* [Short exercise 1]: Count the lines in the records below that contain the string "jacket", treating uppercase and lowercase as different, and give only that number.

## Begin Supplied text

In "propagandizing" the American military echelons closest to him, von Boetticher had another advantage over the charge d'affaires. Unlike the diplomat, the attache had an audience obviously impressed with German military performance, and he could let German successes speak for themselves. As Warsaw fell to German forces on September 27, he repeated his requests for detailed material to pass on to the American General Staff:

My visits are all the more welcome since the Allied Powers inform them only from the propaganda standpoint and therefore very inadequately from the military standpoint and since my previous statements have been confirmed by the outcome of the Polish campaign.19

All the senior German troop commanders then active in Poland were von Boetticher's contemporaries, and his nearly daily discussions with American officers had the appeal that his closeness to those officers could add. Still, he wanted more than the usual communiques intended for German press and radio. The more confidential revelations would enhance his own prestige in his cultivation of the influential staff. He expected his words to reach the hostile State Department and even the president himself.20 In this he was not entirely mistaken, for as Sumner Welles noted later, the Intelligence Division in the War Department prepared continual situation briefings for diplomats in this period, and the G-2 summary conferences in Cordell Hull's offices were daily occurrences in the desperate days of the following spring.21 With immediate and detailed orientations from home, von Boetticher felt he could effectively help the American staff prevail over the politicians. In late November, when the war in western Europe had settled into desultory air actions and small raiding operations on the ground, he continued to beg the Luftwaffe Operations Staff at home for Leica projection slides of aerial engagements and any other advance material he could hand directly to his contacts.22 The first of many demands upon the Luftwaffe, this request got him excellent and detailed pictures. He also knew what appealed to Americans. When he received footlockers full of books and magazines more suited to the German temperament than to the American, he made bonfires of the lot in the courtyard behind the embassy.23 Oddly enough, developments in this reciprocal system had von Boetticher trafficking in some of the same refuse arriving through unexpected channels later in the year.

In the interests of preserving this system once war had overtaken Europe, von Boetticher repeatedly tried to enhance a faltering German cooperation with American officers in Berlin. On September 7, 1939, he learned that Maj. Percy Black, Truman Smith's interim successor in Berlin, would ask the German government to approve the dispatch of an American military field team to study the war firsthand. In lobbying for the acceptance of this idea, von Boet-ticher cited the American staff's continued relationship of trust with him in spite of English hate propaganda. For the newly appointed American attache, Col. Bernard Peyton, arriving in Berlin the same day, he recommended "a similar accommodation. . ., as I find here."24 Von Boetticher's entreaties wrung no concessions from the German High Command for the American officers in Berlin. Peyton received the same treatment as did the other military attaches there, including the Japanese. All of them were first restricted to the territory within fifty miles of the capital, but later, when the German Army had organized things and established tours to show off its accomplishments, foreign attaches could visit the eastern battlefields. Air attaches were an especially suspect group and could not visit installations even within the Berlin suburbs. Peyton reported that the flow of information had declined due to the war, that no technical news was available at all, and that the few remaining valuable German contacts not on field duty had become "absolutely noncommunicative" due to the espionage laws.25 He later learned that Hitler himself had forbidden attache visits to the West Wall. The Air Ministry stopped regular briefings for foreign attaches; the War Ministry gave out only trivia.26 While this seemed to limit the free and informal trade of military information for American attaches in Germany, von Boetticher retained his channels in Washington and was also the beneficiary of other largesse at the hands of Colonel Peyton.

## End Supplied text
## Begin Given information

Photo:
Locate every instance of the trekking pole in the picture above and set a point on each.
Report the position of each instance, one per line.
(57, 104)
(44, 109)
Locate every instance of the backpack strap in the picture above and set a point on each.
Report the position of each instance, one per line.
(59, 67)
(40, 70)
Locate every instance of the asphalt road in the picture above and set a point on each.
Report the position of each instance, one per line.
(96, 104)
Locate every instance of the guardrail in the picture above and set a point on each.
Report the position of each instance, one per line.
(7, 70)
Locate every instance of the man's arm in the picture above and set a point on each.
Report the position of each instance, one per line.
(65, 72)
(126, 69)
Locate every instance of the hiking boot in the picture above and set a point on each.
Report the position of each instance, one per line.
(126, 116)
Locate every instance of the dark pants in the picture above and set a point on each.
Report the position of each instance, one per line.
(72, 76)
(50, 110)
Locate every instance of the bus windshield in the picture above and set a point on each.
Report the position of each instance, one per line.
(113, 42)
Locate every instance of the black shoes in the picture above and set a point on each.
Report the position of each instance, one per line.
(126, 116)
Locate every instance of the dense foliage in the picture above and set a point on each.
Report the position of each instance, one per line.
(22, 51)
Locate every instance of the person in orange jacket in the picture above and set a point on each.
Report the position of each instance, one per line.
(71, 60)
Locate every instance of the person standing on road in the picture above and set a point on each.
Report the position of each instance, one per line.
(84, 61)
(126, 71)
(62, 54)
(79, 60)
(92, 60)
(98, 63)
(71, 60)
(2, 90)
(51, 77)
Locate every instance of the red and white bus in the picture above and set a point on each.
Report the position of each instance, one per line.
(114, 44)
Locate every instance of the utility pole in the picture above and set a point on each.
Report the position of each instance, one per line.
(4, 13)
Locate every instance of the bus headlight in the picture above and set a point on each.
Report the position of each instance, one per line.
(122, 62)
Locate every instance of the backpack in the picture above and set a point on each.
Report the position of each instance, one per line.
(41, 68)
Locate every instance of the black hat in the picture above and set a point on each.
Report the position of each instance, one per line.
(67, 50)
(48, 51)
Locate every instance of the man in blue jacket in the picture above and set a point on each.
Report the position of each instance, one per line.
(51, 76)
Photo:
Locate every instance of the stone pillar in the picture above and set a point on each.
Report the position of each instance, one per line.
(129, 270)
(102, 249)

## End Given information
## Begin Given information

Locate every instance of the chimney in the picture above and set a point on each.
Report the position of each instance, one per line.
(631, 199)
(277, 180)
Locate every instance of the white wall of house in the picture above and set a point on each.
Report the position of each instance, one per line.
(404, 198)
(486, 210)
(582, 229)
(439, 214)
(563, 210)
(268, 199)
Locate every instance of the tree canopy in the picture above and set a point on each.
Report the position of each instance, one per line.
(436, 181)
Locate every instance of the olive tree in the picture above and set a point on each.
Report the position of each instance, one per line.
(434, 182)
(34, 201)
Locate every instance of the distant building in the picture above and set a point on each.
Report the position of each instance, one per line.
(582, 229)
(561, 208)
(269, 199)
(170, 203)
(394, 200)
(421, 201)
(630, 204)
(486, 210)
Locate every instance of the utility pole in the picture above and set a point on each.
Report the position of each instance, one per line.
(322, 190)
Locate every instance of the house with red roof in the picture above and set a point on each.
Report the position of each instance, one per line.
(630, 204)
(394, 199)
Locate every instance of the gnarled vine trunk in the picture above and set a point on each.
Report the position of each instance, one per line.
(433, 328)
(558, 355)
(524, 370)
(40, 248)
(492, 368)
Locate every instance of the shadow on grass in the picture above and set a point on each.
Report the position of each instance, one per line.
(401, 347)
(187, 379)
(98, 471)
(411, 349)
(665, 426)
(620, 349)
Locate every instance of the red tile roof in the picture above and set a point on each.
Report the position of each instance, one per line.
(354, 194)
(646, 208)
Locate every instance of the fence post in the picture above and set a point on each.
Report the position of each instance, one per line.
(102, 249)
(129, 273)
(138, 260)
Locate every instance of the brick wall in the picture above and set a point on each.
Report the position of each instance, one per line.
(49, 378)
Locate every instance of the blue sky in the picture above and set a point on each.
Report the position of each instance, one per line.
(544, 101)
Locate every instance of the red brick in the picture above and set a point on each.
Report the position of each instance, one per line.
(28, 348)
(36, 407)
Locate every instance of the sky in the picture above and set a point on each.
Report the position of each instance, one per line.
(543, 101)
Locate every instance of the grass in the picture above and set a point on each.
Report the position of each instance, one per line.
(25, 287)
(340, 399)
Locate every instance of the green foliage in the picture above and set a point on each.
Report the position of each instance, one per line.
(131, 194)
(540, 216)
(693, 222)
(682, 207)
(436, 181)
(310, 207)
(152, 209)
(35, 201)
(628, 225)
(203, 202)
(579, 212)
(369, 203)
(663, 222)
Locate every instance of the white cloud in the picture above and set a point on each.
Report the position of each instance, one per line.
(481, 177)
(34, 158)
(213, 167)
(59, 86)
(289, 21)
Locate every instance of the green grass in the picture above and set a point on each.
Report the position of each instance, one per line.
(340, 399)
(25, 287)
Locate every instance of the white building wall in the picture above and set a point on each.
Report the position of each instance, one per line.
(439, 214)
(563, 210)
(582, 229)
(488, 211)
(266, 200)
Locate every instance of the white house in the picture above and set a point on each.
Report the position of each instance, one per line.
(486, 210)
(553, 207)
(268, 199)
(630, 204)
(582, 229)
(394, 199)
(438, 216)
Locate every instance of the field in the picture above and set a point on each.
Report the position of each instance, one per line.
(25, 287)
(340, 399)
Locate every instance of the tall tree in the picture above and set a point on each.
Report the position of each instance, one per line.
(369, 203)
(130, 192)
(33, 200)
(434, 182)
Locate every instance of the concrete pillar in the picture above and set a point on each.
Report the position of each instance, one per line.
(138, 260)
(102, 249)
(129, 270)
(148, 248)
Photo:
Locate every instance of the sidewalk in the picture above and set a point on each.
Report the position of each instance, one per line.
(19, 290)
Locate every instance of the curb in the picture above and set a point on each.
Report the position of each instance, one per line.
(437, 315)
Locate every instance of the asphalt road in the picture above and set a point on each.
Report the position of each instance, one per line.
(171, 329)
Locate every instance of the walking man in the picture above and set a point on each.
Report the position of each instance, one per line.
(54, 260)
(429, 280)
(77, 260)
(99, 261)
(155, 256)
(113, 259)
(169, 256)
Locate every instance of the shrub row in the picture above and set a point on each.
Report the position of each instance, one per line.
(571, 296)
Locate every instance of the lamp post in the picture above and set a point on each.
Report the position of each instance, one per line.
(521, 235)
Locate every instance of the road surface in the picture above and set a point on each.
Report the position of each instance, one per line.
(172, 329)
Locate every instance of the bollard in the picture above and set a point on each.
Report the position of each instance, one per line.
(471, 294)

## End Given information

* [Short exercise 2]: In the passage on von Boetticher, what did he do with the footlockers of books and magazines that suited German rather than American tastes?

* [Answer 1]: 2

* [Answer 2]: He made bonfires of them in the courtyard behind the embassy.